Repeat the entries word for word. Leave nothing out.

══════

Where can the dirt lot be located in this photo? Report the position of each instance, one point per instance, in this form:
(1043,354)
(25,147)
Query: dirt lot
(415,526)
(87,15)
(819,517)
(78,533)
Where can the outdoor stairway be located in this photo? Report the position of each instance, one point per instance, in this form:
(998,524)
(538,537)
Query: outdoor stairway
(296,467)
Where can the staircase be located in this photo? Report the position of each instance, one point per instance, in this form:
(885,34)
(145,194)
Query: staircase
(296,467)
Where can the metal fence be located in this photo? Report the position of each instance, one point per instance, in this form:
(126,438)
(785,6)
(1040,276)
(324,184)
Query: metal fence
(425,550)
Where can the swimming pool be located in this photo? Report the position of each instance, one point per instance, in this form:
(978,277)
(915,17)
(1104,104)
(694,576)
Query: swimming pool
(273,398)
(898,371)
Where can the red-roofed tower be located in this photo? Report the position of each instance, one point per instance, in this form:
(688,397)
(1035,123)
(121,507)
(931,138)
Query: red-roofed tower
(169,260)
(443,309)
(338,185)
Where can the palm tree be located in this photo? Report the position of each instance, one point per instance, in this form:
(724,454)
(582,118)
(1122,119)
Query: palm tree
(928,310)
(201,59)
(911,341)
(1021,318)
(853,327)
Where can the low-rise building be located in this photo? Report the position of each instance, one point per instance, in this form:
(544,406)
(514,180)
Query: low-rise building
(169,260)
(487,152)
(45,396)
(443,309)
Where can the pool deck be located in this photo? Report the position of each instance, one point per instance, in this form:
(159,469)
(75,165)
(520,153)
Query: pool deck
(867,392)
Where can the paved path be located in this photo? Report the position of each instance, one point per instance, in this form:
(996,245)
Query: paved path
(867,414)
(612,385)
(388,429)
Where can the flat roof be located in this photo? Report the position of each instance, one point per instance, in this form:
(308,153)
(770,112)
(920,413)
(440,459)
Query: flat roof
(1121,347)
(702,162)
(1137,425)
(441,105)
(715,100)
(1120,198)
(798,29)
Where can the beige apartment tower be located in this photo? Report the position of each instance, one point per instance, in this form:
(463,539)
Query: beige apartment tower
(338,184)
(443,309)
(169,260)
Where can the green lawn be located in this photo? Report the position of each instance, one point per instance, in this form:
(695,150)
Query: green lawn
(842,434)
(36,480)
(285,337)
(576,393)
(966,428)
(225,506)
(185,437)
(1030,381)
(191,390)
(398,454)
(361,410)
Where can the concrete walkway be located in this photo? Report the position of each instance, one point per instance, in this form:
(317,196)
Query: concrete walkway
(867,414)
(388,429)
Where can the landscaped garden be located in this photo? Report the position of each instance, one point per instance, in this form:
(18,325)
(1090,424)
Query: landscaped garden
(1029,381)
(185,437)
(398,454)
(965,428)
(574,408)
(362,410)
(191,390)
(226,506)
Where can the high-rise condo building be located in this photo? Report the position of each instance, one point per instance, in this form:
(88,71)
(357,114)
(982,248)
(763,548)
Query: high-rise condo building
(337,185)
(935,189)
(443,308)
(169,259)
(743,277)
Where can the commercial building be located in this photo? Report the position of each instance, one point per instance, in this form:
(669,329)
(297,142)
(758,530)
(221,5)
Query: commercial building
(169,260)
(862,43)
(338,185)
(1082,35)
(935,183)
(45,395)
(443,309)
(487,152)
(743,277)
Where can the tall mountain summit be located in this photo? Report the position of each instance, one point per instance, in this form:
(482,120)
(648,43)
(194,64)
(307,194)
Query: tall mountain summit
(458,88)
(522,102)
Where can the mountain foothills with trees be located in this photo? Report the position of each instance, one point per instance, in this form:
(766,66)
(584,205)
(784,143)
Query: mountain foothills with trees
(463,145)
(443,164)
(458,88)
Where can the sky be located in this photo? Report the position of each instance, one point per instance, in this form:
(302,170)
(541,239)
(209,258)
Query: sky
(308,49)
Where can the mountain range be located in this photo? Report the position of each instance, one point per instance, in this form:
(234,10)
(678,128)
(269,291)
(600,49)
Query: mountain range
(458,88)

══════

◆ **OUTPUT FOR THIS EXERCISE**
Where can the dirt lot be located in this photo? Report the position of each instance, one point per instance, in this form:
(1043,354)
(25,147)
Query: dirt lot
(415,526)
(87,15)
(819,517)
(78,533)
Where can the outdoor stairway be located in this photo? Report the position of each instance, one point per instance, in this form:
(998,524)
(538,537)
Query: outdoor stairway
(296,467)
Where can the staircase be located in this photo? Report the position of each instance, one point per instance, in this form:
(885,34)
(145,194)
Query: staircase
(296,467)
Where can the metal fence be located in this photo? Report the position of each instance, one point per instance, in this form:
(126,438)
(785,6)
(1040,276)
(324,184)
Query: metal fence
(425,550)
Where can the swimming pool be located in this photo? Report the position of each instance, one point per instance, in this form:
(978,277)
(915,17)
(1104,104)
(694,576)
Query: swimming pool
(273,398)
(898,371)
Where can the red-roofed tower be located in this photo? Report the position of each instance, one point per instance, in this form:
(688,397)
(1035,123)
(121,507)
(931,138)
Query: red-roofed tower
(169,260)
(443,309)
(338,185)
Where can the palm tree be located in this photo? Report the position of each instance, one point per instance, in this form:
(724,454)
(582,118)
(1122,119)
Query: palm tree
(928,310)
(201,59)
(911,341)
(1021,318)
(853,327)
Where can the low-rise building be located in this photo? Report the position of each instance, one point per instance, in this form:
(544,406)
(514,180)
Query: low-rise building
(169,260)
(487,152)
(45,396)
(443,309)
Where can the pool deck be located in this photo? Report the position of each instance, one point per instance, in this form:
(159,469)
(75,165)
(520,153)
Query: pool deck
(867,392)
Where can the paved path be located in this photo? Report the position of each instance, one point per instance, in this form:
(996,245)
Query: paved path
(867,414)
(612,385)
(388,429)
Where can the flat roof be located in this photo? Report the position of each instance, one point per instance, in this form:
(308,153)
(770,112)
(920,413)
(440,459)
Query: flat roof
(1121,347)
(702,162)
(1137,425)
(441,105)
(715,100)
(1120,198)
(798,29)
Where can the beige apartment tower be located in this photo? Report the position of each instance, one point per instance, in this form:
(463,539)
Query: beige apartment tower
(338,184)
(443,309)
(169,260)
Where can the green lawn be located in this photo? Report the position of each instance, one point per instance, in this form:
(695,150)
Query: green lawn
(842,434)
(36,480)
(285,337)
(576,393)
(966,428)
(225,506)
(185,437)
(1030,381)
(191,390)
(398,454)
(361,410)
Where can the concrete walkway be located in this photo? Report the position of each instance, one point per instance, in this form:
(317,196)
Query: concrete walkway
(867,414)
(388,429)
Where can the landscaped garden be located in this photo? Report the position of each instance, one point per instance, in this form:
(18,325)
(1090,424)
Query: landscaped garden
(1029,381)
(185,437)
(398,454)
(965,428)
(574,408)
(362,410)
(191,390)
(226,506)
Where can the high-rise condo building be located in this photo? Report the position of each instance, one point per instance, in this form:
(88,71)
(357,114)
(982,248)
(763,548)
Query: high-rise condo building
(337,185)
(935,189)
(443,308)
(169,259)
(743,277)
Where can the commercial building be located in this photo? Report the position of each instance, one point per instance, in this form:
(669,329)
(297,142)
(758,530)
(221,5)
Query: commercial building
(169,260)
(862,43)
(338,185)
(1082,35)
(935,183)
(45,395)
(443,309)
(487,152)
(743,277)
Where can the tall mountain summit be located in this photo? Report the position of each instance, one point per instance, in this form:
(482,120)
(648,43)
(194,64)
(307,194)
Query: tall mountain summit
(458,88)
(522,102)
Where can the mountain foothills with trees be located in this photo? Report the position of each instance, one point per instance, in this form:
(766,66)
(584,205)
(784,143)
Query: mountain foothills with trees
(463,145)
(443,164)
(458,88)
Where can the sky be located in this photo? Report the position of each instance, one point per instance, in this form:
(302,170)
(541,239)
(209,258)
Query: sky
(308,49)
Where can the mountain range be located in this photo? Report the position of each instance, one point per instance, in this form:
(234,10)
(678,128)
(269,291)
(600,49)
Query: mountain range
(458,88)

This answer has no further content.